■ WORK ORDER ■
Please set down each line of the data again, unchanged.

■ DATASET CONTENT ■

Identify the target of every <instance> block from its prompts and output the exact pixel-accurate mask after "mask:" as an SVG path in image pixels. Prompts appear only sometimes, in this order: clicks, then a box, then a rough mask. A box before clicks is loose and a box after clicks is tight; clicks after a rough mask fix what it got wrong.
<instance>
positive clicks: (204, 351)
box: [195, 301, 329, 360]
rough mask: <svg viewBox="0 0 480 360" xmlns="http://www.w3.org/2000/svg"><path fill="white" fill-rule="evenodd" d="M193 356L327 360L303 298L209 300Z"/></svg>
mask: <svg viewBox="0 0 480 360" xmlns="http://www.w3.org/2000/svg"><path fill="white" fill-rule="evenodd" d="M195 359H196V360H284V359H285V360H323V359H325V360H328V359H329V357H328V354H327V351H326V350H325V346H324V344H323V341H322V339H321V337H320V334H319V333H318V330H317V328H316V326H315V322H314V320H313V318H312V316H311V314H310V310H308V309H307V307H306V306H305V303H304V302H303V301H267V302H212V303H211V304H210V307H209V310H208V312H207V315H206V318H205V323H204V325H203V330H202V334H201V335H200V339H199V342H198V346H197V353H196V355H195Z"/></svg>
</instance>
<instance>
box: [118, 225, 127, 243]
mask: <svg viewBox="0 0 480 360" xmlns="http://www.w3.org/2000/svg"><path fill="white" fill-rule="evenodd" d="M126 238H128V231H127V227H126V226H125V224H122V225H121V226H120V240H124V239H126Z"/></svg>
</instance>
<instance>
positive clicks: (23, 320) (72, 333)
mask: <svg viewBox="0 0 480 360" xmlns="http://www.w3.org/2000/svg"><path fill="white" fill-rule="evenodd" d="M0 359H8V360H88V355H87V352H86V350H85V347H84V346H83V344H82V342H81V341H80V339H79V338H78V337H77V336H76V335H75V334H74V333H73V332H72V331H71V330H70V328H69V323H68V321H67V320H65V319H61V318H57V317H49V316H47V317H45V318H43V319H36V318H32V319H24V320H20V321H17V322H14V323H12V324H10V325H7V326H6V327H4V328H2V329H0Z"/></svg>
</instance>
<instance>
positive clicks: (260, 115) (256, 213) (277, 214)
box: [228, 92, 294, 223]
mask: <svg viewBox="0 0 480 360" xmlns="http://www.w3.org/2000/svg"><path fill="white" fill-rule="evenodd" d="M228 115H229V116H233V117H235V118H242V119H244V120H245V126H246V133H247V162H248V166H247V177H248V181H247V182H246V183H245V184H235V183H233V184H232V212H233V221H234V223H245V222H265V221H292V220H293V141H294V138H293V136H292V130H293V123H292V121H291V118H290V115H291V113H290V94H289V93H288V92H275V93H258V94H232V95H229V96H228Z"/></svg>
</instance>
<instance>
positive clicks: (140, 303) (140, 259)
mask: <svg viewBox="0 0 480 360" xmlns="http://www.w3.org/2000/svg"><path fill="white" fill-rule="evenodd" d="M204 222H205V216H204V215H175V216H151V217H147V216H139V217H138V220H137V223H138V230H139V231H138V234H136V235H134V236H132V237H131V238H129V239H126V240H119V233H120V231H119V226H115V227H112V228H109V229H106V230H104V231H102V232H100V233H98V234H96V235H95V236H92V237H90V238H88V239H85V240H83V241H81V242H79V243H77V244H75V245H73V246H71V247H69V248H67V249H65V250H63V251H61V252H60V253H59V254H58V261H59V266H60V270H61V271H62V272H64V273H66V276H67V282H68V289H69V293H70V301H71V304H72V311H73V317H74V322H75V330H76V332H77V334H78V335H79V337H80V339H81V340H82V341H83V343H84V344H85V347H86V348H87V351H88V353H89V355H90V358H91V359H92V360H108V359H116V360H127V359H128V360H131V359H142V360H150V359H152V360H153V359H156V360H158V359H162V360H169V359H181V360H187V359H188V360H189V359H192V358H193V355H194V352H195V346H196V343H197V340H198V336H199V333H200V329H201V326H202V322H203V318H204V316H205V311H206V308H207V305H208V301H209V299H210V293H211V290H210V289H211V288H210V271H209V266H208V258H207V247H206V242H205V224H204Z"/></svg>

■ ANSWER ■
Identify the target of every <instance> block from its prompts and output the exact pixel-accurate mask after "mask:" as an SVG path in image pixels. Prompts appear only sometimes, in this order: clicks, then a box, then a rough mask. A box before clicks is loose and a box after clicks is tight; clicks after a rough mask fix what it got wrong.
<instance>
positive clicks: (204, 351)
box: [195, 301, 329, 360]
rough mask: <svg viewBox="0 0 480 360" xmlns="http://www.w3.org/2000/svg"><path fill="white" fill-rule="evenodd" d="M193 356L327 360L303 298L209 300Z"/></svg>
mask: <svg viewBox="0 0 480 360" xmlns="http://www.w3.org/2000/svg"><path fill="white" fill-rule="evenodd" d="M195 359H196V360H284V359H285V360H323V359H325V360H328V359H329V357H328V354H327V351H326V350H325V346H324V344H323V341H322V339H321V337H320V334H319V333H318V330H317V328H316V326H315V322H314V320H313V318H312V316H311V314H310V310H308V309H307V307H306V306H305V303H304V302H303V301H267V302H212V303H211V304H210V307H209V310H208V312H207V315H206V318H205V323H204V325H203V330H202V334H201V335H200V339H199V342H198V346H197V353H196V355H195Z"/></svg>
</instance>
<instance>
box: [118, 225, 127, 243]
mask: <svg viewBox="0 0 480 360" xmlns="http://www.w3.org/2000/svg"><path fill="white" fill-rule="evenodd" d="M126 238H128V231H127V227H126V226H125V224H122V225H121V226H120V240H124V239H126Z"/></svg>
</instance>
<instance>
positive clicks: (23, 320) (72, 333)
mask: <svg viewBox="0 0 480 360" xmlns="http://www.w3.org/2000/svg"><path fill="white" fill-rule="evenodd" d="M0 359H8V360H88V355H87V352H86V350H85V347H84V346H83V344H82V342H81V341H80V339H79V338H78V337H77V336H76V335H75V334H74V333H73V332H72V331H71V330H70V328H69V323H68V321H67V320H65V319H61V318H57V317H49V316H47V317H45V318H43V319H36V318H32V319H24V320H20V321H17V322H14V323H12V324H10V325H7V326H6V327H4V328H2V329H0Z"/></svg>
</instance>
<instance>
positive clicks: (260, 115) (256, 213) (277, 214)
box: [228, 92, 294, 223]
mask: <svg viewBox="0 0 480 360" xmlns="http://www.w3.org/2000/svg"><path fill="white" fill-rule="evenodd" d="M228 115H229V116H233V117H235V118H242V119H244V120H245V126H246V133H247V162H248V166H247V177H248V181H247V182H246V183H245V184H235V183H233V184H232V212H233V221H234V223H245V222H265V221H292V220H293V141H294V138H293V136H292V130H293V123H292V121H291V118H290V115H291V113H290V94H289V93H288V92H275V93H258V94H232V95H229V96H228Z"/></svg>
</instance>
<instance>
positive clicks: (140, 303) (140, 259)
mask: <svg viewBox="0 0 480 360" xmlns="http://www.w3.org/2000/svg"><path fill="white" fill-rule="evenodd" d="M204 222H205V216H204V215H175V216H151V217H147V216H139V217H138V220H137V223H138V230H139V231H138V234H136V235H134V236H132V237H131V238H129V239H126V240H119V233H120V231H119V226H115V227H112V228H109V229H106V230H104V231H102V232H100V233H98V234H96V235H95V236H92V237H90V238H88V239H85V240H83V241H81V242H79V243H77V244H75V245H73V246H71V247H69V248H67V249H65V250H63V251H61V252H60V253H59V254H58V261H59V266H60V270H61V271H62V272H64V273H66V276H67V282H68V289H69V293H70V301H71V304H72V311H73V317H74V322H75V330H76V332H77V334H78V335H79V337H80V339H81V340H82V341H83V343H84V344H85V347H86V348H87V351H88V353H89V355H90V358H91V359H92V360H108V359H116V360H127V359H128V360H131V359H142V360H150V359H152V360H153V359H156V360H158V359H162V360H169V359H181V360H187V359H188V360H189V359H192V358H193V355H194V352H195V346H196V343H197V340H198V336H199V333H200V329H201V326H202V322H203V318H204V316H205V311H206V308H207V305H208V301H209V299H210V293H211V290H210V289H211V288H210V271H209V266H208V258H207V247H206V242H205V224H204Z"/></svg>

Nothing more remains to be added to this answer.